Assignment: The entries are to be output once more, word for word.

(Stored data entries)

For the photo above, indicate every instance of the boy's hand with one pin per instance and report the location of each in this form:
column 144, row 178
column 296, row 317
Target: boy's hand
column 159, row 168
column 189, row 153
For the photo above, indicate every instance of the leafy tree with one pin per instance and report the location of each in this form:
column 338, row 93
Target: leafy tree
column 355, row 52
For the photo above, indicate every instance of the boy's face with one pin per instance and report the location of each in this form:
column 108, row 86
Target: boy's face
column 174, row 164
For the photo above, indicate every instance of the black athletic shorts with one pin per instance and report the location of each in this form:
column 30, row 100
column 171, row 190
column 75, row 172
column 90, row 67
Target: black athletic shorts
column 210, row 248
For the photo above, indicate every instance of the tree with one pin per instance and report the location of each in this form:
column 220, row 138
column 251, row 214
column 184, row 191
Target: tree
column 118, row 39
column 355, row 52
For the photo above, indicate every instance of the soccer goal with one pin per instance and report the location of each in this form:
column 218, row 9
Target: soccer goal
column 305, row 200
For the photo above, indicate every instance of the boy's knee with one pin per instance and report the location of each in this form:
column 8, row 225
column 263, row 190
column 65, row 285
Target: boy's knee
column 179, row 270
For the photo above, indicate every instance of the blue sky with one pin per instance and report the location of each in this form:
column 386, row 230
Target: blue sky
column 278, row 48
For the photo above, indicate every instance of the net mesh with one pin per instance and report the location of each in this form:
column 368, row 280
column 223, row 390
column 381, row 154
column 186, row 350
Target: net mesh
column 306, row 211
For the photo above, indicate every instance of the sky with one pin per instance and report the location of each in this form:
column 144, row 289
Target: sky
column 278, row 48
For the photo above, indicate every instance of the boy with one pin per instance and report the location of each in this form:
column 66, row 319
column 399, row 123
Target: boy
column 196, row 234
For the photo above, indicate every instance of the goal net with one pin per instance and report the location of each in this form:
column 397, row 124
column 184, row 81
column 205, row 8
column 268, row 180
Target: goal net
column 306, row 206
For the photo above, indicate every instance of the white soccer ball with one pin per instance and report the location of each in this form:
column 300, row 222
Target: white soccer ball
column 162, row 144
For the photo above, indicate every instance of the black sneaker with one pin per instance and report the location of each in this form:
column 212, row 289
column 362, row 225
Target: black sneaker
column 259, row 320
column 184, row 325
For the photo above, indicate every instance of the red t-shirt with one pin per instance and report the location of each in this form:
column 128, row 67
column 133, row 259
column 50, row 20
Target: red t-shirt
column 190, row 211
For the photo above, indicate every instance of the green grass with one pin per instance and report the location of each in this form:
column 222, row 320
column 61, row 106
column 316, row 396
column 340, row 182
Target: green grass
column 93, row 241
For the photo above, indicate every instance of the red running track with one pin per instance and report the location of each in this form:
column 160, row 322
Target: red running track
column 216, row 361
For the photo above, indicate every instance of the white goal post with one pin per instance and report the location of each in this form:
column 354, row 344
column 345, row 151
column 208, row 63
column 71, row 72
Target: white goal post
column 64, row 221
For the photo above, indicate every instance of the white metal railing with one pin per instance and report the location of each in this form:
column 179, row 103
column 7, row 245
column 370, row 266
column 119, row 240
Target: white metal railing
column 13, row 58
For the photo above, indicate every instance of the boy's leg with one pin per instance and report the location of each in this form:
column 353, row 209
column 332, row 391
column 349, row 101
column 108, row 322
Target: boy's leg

Exercise result:
For the photo above, indicate every instance of the boy's hand with one pin per instance and report the location of each in this form:
column 144, row 178
column 296, row 317
Target: boy's hand
column 159, row 168
column 189, row 153
For the photo above, indicate every instance of the leafy tree with one pin per instance and report the location of each in this form:
column 338, row 93
Target: leafy tree
column 355, row 52
For the photo above, indicate every instance of the boy's face with one pin per instance and report the location of each in this form:
column 108, row 86
Target: boy's face
column 174, row 164
For the photo above, indicate every instance of the black athletic shorts with one pin per instance and report the location of each in this form:
column 30, row 100
column 171, row 190
column 75, row 172
column 90, row 67
Target: black athletic shorts
column 210, row 248
For the photo above, indicate every instance of the tree with one pin per instance and report the location of each in this form:
column 220, row 138
column 251, row 214
column 184, row 191
Target: tree
column 118, row 39
column 355, row 52
For the photo above, indicate every instance of the soccer goal with one pin per instance and report the location of each in this form:
column 218, row 9
Target: soccer goal
column 305, row 200
For the photo above, indicate every instance of the boy's knee with one pin per instance and report the location of each in this form:
column 8, row 225
column 263, row 190
column 65, row 285
Target: boy's knee
column 179, row 270
For the photo above, indicate every instance of the blue sky with one pin per instance and report the location of each in this form:
column 386, row 230
Target: blue sky
column 278, row 48
For the photo above, indicate every instance of the net mesh with one pin per instance and report the location of each in this form:
column 368, row 280
column 223, row 390
column 381, row 154
column 186, row 350
Target: net mesh
column 306, row 211
For the photo above, indicate every instance of the sky with one pin per instance and report the location of each in this form:
column 144, row 289
Target: sky
column 278, row 48
For the photo above, indicate every instance of the boy with one pin per instance and report the location of each in this form:
column 66, row 319
column 399, row 123
Target: boy
column 196, row 234
For the photo above, indicate every instance of the goal net with one pin per instance and report the location of each in this form:
column 397, row 124
column 184, row 81
column 205, row 8
column 268, row 180
Target: goal net
column 306, row 206
For the photo above, indicate every instance of the white soccer ball with one pin per instance and report the location of each in this form:
column 300, row 222
Target: white soccer ball
column 162, row 144
For the photo above, indicate every instance of the black sneaker with one pin per instance and report the location of each in this form:
column 212, row 289
column 362, row 225
Target: black sneaker
column 259, row 320
column 184, row 325
For the photo above, indicate every instance of the red t-shirt with one pin per instance and report the location of each in this form:
column 128, row 67
column 133, row 259
column 50, row 20
Target: red t-shirt
column 190, row 211
For the photo above, indicate every instance of the green grass with one pin per instance and report the location of each in this form:
column 222, row 320
column 61, row 106
column 316, row 396
column 340, row 182
Target: green grass
column 93, row 241
For the photo above, indicate every instance of the red running track with one pin per instance and report the location of each in this form:
column 160, row 322
Target: red running track
column 216, row 361
For the photo above, indicate every instance of the white goal post with one pin per instance and report the location of each in this form:
column 354, row 344
column 345, row 151
column 208, row 63
column 71, row 72
Target: white goal post
column 64, row 221
For the photo above, indicate every instance of the white metal railing with one pin per instance and report the location of each in this form:
column 179, row 103
column 7, row 245
column 370, row 266
column 119, row 240
Target: white metal railing
column 13, row 58
For the photo above, indicate every instance of the boy's leg with one pin per instance and report the location of each in this form:
column 353, row 209
column 332, row 391
column 349, row 101
column 108, row 322
Target: boy's leg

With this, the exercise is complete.